'''

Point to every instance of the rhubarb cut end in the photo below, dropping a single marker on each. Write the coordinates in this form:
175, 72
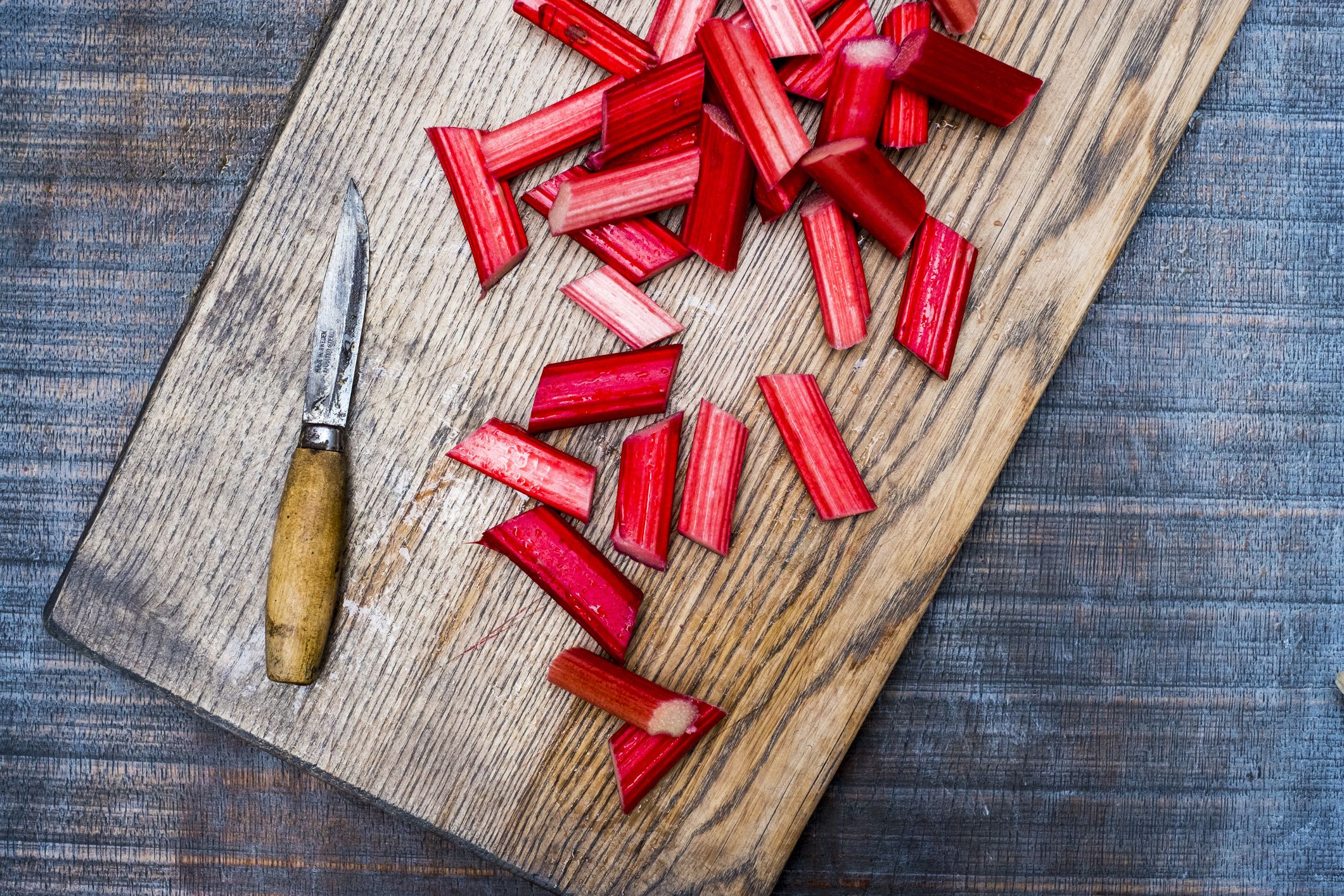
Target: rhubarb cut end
672, 718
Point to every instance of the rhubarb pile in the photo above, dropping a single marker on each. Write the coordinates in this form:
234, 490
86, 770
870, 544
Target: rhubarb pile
698, 115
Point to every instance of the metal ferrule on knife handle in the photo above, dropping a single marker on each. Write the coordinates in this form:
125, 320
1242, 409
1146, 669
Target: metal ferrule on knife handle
307, 548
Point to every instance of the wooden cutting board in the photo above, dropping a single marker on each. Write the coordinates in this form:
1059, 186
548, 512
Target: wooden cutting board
435, 700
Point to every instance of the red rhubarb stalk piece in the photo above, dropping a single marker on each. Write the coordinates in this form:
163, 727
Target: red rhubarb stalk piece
636, 249
675, 23
574, 573
857, 98
591, 32
507, 454
485, 205
906, 122
641, 758
785, 27
623, 308
678, 141
713, 475
815, 444
754, 98
546, 133
935, 298
867, 186
742, 19
718, 211
620, 194
604, 387
644, 492
809, 75
652, 105
836, 266
963, 77
773, 202
959, 16
632, 699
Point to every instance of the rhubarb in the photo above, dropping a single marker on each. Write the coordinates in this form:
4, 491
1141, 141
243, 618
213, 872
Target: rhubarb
754, 98
623, 308
773, 202
959, 16
836, 266
963, 77
641, 759
857, 98
678, 141
713, 475
485, 205
620, 194
644, 492
906, 122
575, 574
636, 249
592, 34
605, 387
808, 75
742, 19
675, 23
935, 297
718, 211
652, 105
809, 433
507, 454
785, 27
867, 186
632, 699
546, 133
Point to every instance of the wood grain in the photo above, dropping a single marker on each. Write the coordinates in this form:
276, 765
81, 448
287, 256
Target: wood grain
779, 468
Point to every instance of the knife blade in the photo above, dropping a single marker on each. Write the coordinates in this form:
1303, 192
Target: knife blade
308, 542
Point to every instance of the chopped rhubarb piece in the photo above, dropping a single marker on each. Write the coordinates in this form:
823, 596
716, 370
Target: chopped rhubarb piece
575, 574
620, 194
652, 105
632, 699
623, 308
718, 211
773, 202
644, 492
485, 205
836, 266
712, 478
507, 454
742, 19
592, 34
678, 141
906, 122
675, 23
935, 298
604, 387
636, 249
809, 75
959, 16
859, 89
963, 77
785, 27
815, 444
546, 133
641, 758
867, 186
754, 98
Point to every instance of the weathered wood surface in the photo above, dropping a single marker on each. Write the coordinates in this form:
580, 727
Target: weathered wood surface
433, 698
1137, 582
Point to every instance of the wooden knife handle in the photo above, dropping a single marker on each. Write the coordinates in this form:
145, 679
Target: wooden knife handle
305, 565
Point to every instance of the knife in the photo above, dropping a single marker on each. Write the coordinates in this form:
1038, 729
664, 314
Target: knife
305, 551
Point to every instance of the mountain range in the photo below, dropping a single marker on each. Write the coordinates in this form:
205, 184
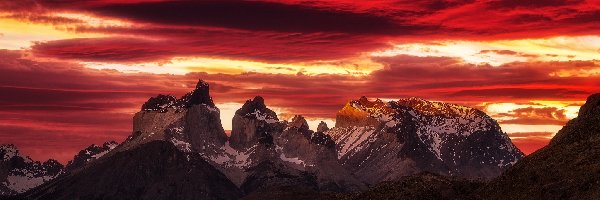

'''

• _Problem_
What lines in the entries above include the string "below"? Return each one.

• _Written reply_
Point to every instance of the rhubarb cut end in the photo below, dropping a single marker on each. Write the coordinates in this form:
Point to every instance of the mountain range in the photo below, dropping a single marker on each. Write the coordinates in this form:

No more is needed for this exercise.